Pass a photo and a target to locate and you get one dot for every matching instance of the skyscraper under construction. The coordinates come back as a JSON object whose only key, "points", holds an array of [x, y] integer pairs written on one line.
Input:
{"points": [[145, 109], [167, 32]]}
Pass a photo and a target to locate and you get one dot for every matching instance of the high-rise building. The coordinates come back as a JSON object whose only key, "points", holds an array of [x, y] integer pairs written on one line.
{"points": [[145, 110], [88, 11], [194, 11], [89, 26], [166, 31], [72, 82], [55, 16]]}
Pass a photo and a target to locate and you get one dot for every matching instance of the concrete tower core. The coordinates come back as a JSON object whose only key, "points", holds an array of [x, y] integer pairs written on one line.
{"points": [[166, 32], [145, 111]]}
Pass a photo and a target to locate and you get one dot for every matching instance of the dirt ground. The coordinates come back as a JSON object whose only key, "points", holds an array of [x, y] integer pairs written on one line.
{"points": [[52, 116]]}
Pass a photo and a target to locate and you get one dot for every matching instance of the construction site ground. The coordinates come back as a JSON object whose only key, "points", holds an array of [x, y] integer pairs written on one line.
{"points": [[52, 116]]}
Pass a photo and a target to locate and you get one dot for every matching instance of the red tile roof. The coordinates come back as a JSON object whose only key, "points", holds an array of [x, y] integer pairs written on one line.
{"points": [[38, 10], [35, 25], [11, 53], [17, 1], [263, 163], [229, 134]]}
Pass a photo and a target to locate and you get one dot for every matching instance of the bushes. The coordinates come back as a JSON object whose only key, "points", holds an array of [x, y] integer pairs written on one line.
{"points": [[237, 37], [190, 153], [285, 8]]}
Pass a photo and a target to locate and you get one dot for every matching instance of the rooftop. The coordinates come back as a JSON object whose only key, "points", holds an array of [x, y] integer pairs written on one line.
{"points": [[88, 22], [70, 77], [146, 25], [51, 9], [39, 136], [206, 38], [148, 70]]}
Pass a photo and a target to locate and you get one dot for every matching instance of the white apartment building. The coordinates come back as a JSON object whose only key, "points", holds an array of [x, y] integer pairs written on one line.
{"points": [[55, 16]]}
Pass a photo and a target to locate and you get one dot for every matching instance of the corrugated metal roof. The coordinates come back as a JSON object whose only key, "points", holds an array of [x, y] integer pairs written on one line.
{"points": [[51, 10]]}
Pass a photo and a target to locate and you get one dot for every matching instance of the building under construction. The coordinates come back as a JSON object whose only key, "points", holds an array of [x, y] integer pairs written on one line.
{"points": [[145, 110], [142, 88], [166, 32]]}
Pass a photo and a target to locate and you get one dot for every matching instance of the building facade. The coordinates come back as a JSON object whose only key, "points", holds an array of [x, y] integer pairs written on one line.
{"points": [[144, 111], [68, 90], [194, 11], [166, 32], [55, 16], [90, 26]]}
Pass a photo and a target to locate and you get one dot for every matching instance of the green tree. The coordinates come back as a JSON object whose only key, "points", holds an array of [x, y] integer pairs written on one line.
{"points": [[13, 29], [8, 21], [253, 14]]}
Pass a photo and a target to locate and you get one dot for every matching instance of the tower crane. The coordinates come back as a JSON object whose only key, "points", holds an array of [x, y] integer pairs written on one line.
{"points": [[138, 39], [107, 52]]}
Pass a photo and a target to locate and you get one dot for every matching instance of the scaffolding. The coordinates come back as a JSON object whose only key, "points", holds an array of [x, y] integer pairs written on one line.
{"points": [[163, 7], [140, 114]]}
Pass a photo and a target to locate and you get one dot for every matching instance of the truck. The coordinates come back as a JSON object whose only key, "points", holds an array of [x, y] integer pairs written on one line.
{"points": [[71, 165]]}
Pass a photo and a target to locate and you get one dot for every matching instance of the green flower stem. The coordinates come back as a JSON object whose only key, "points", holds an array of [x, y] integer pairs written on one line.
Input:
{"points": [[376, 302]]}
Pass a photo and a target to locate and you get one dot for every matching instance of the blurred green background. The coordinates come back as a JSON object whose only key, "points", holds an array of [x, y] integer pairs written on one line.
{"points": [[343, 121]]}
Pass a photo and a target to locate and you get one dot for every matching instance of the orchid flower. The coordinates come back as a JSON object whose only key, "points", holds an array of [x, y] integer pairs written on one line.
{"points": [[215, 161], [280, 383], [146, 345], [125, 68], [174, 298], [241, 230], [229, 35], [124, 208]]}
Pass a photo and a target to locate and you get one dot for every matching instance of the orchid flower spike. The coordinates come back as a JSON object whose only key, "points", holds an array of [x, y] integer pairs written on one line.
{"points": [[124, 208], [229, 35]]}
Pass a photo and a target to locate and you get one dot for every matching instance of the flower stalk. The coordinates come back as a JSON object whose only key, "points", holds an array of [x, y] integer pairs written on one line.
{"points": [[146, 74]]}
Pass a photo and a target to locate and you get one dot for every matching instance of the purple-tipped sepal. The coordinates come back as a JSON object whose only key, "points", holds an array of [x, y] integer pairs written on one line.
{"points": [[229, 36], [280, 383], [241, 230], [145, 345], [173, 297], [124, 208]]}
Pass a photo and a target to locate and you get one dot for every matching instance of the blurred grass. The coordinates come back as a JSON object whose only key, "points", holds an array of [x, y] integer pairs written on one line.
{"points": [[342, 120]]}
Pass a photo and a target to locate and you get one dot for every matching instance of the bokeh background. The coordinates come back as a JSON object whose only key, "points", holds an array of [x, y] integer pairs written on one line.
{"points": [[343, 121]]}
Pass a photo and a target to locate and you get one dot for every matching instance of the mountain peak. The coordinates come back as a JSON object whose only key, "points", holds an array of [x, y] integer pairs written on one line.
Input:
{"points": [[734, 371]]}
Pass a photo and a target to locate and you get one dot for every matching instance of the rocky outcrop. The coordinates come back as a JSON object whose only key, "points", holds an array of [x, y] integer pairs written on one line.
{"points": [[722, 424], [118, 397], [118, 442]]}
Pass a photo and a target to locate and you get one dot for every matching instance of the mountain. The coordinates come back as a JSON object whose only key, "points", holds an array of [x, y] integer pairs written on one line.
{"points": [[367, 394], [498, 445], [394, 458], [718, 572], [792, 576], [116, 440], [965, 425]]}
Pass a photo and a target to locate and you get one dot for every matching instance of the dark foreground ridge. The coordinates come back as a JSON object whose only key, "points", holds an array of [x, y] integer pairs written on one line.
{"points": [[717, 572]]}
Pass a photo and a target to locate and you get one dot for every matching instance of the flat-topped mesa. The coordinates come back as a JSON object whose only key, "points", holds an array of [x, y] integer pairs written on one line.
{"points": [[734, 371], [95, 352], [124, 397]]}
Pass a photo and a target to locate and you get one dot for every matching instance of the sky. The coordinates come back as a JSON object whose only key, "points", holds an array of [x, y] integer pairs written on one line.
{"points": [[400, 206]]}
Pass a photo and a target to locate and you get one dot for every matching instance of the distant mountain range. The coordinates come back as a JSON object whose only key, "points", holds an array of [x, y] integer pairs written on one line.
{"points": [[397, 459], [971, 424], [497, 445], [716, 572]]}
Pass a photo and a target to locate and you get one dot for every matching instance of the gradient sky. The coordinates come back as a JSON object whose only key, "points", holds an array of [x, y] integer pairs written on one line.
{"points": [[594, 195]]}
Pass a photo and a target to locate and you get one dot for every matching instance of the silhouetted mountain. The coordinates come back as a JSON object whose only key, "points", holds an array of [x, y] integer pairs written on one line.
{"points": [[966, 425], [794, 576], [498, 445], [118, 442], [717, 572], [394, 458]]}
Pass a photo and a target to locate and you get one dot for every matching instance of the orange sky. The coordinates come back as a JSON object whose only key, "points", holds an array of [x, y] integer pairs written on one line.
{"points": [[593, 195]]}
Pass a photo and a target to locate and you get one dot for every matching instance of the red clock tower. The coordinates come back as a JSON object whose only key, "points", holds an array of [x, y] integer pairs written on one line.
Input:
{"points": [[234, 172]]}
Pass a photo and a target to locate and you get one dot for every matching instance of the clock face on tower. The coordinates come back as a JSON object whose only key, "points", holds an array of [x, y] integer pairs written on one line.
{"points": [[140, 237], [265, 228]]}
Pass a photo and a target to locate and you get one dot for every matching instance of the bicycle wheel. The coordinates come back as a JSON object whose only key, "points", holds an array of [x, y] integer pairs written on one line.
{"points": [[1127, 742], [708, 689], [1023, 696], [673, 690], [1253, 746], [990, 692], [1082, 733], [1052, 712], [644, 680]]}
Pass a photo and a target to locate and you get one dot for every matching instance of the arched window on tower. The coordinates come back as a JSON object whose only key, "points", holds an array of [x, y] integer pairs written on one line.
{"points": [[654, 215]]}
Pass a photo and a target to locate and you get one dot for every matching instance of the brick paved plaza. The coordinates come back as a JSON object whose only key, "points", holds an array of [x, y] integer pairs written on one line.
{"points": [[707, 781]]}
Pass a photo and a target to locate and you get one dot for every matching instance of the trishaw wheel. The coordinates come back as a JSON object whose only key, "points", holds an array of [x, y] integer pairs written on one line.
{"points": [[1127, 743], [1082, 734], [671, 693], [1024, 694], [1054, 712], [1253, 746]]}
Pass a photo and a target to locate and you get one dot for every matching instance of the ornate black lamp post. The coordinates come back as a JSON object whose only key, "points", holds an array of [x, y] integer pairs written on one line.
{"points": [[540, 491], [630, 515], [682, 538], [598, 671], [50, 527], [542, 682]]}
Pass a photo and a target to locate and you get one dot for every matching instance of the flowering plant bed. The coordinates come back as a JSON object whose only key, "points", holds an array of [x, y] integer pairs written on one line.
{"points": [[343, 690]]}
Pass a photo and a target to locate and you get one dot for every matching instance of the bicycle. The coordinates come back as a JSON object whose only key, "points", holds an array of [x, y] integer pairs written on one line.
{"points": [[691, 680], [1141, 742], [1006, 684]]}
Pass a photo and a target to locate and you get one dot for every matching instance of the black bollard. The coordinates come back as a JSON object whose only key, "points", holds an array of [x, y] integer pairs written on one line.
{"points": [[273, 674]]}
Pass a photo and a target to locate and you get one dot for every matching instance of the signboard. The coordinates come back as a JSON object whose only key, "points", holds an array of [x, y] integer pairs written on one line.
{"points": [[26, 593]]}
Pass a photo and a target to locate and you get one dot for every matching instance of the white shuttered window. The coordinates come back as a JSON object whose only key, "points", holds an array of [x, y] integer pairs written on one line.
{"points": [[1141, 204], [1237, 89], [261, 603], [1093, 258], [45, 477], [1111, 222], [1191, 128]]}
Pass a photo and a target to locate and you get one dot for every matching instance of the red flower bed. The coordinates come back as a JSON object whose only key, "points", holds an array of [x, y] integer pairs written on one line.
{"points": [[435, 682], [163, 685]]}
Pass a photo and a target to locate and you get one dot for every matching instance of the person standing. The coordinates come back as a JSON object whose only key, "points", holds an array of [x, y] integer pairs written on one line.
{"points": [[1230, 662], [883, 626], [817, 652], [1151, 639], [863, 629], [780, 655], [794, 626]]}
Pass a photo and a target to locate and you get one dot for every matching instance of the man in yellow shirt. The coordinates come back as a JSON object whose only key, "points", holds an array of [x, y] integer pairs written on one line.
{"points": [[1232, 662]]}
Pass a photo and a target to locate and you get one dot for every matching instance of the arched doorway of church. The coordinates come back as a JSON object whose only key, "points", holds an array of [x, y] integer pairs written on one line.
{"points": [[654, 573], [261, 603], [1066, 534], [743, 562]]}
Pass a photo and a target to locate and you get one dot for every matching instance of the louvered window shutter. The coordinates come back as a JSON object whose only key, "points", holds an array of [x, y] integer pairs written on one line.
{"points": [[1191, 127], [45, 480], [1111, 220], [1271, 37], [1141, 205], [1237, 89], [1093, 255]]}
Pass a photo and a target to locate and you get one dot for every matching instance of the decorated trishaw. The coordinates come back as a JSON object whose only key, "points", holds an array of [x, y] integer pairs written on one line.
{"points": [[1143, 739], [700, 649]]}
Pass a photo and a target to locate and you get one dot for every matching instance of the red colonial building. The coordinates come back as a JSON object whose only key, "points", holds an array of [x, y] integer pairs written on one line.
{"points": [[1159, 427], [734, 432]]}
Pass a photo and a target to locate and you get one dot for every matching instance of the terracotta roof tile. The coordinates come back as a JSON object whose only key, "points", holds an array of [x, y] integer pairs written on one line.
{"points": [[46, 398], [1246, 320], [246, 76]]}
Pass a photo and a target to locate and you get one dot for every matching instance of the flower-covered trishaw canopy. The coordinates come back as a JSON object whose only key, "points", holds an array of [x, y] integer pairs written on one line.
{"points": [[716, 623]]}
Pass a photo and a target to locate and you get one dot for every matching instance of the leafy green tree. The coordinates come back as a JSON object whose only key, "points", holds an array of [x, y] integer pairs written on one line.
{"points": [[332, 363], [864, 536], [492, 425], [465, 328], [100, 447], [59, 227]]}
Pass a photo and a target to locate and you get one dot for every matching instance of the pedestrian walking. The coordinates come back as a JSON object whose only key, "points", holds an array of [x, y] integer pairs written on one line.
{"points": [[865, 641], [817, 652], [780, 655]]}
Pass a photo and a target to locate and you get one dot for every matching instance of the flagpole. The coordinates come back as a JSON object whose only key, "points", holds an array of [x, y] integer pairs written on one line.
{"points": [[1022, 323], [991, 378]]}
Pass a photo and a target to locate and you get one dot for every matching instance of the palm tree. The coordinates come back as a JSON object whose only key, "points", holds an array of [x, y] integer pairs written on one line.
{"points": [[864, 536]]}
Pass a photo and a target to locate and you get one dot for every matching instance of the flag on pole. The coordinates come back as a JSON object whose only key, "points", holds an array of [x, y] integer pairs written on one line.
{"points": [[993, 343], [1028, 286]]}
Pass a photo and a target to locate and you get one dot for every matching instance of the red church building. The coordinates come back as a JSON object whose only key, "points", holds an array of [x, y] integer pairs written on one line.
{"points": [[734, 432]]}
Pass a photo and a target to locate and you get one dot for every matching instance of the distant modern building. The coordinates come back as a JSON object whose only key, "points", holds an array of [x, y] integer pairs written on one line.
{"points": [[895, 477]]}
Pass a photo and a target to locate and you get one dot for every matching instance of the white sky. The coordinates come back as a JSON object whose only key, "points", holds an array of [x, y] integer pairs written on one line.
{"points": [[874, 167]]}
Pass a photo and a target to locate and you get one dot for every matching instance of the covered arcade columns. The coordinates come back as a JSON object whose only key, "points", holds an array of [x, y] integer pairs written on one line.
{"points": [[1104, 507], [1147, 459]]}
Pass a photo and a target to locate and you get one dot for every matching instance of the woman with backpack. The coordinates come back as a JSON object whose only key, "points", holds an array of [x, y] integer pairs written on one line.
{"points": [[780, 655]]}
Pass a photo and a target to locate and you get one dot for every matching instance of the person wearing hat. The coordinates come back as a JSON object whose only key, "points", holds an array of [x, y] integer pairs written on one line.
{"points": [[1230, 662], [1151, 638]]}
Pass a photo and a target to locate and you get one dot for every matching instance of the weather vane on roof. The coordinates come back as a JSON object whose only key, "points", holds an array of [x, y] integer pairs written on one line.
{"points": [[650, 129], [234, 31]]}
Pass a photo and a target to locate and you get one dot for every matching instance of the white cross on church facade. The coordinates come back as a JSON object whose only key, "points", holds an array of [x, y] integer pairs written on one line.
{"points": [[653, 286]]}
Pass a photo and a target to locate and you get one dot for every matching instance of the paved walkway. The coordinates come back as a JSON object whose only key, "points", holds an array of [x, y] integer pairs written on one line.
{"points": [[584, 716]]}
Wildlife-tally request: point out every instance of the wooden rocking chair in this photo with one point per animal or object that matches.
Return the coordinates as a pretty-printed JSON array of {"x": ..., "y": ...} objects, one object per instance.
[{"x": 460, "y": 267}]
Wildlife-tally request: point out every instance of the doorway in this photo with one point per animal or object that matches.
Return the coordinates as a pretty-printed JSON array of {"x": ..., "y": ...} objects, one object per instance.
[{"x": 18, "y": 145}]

☆ ☆ ☆

▶ **TASK INSTRUCTIONS**
Copy out each line from the listing that contains the string "this".

▶ **PROBLEM SOLUTION**
Wildlife-tally request: point out every instance of the wooden rocking chair in this photo with one point per animal or object that matches.
Wildlife-tally request: point out every instance of the doorway in this photo with one point per animal or object that matches.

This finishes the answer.